▶ **Ziel**: Schreib aus dem Lesetext über MMO-Spiele alles von „DAoC ist (fast)“ bis hinunter zu „mehr gutiert werden.“ wortgetreu ab.

DAoC ist (fast) tot. Versucht mal endlich aufzuwachen und modernere Beispiele für etwas heranzuziehen. Die MMO Industrie hat sich weiterentwickelt und alte Hasen wie UO, EQ, DAoC usw. haben eine nostalgische "Nachwein"-Fanbase, aber sind ansonsten überhaupt nicht konkurrenzfähig, weil die Spielprinzipe durch die Bank veraltet sind und nicht mehr gutiert werden.



Pymonte schrieb:


> Und zwischen Patche 1.3.1 und Patch 1.3.2 liegen nur 2 Monate. Da kam natürlich kein neues Gebiet, aber das brauchte man ja im Endeffekt eh nicht. LdT ist eh nur zum Levelgrinden und für ein paar PvEler.



Die restlichen Fakten und die Tatsache, dass du dich mal eben um 2 Monate vertust, wenn es dir grad in den Argumentationskram passt werden dezent ignoriert.



Pymonte schrieb:


> Das kann gern deine Meinung sein. Dazu solltest du dir vielleicht mal die News zu 1.3.4 durchlesen (also im Mythic Forum). Dort wird nämlich öfter mal erwähnt, dass man das neue SC System gern testen lässt und das man etwas unter Zeitdruck steht, da man doch gern das Polishing von WAR bald abgeschlossen haben möchte, damit man die Asia Version auf den Markt bringen kann. Das heißt, die Roadmap steht vielleicht schon seit längerer Zeit erstmal auf Polishing für neue Release Orte. Was danach kommt werden wir ja nach dem Asien Release sehen.

▶ **Bereitgestellte Daten**:

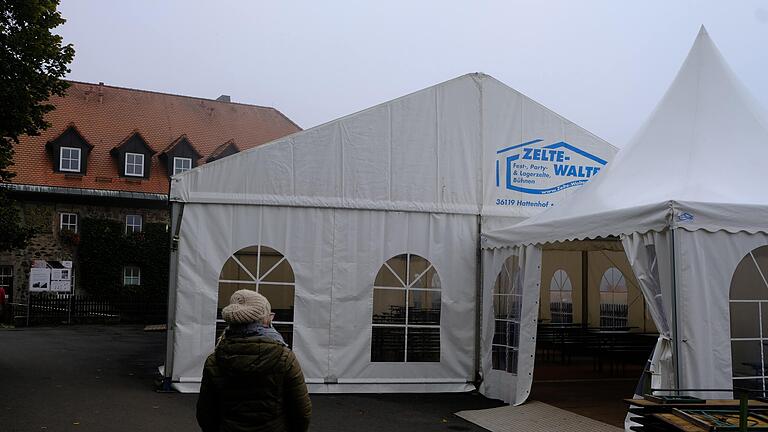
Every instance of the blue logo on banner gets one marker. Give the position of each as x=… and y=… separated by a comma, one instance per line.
x=528, y=165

▶ **Erledigte Aufgabe**:
DAoC ist (fast) tot. Versucht mal endlich aufzuwachen und modernere Beispiele für etwas heranzuziehen. Die MMO Industrie hat sich weiterentwickelt und alte Hasen wie UO, EQ, DAoC usw. haben eine nostalgische "Nachwein"-Fanbase, aber sind ansonsten überhaupt nicht konkurrenzfähig, weil die Spielprinzipe durch die Bank veraltet sind und nicht mehr gutiert werden.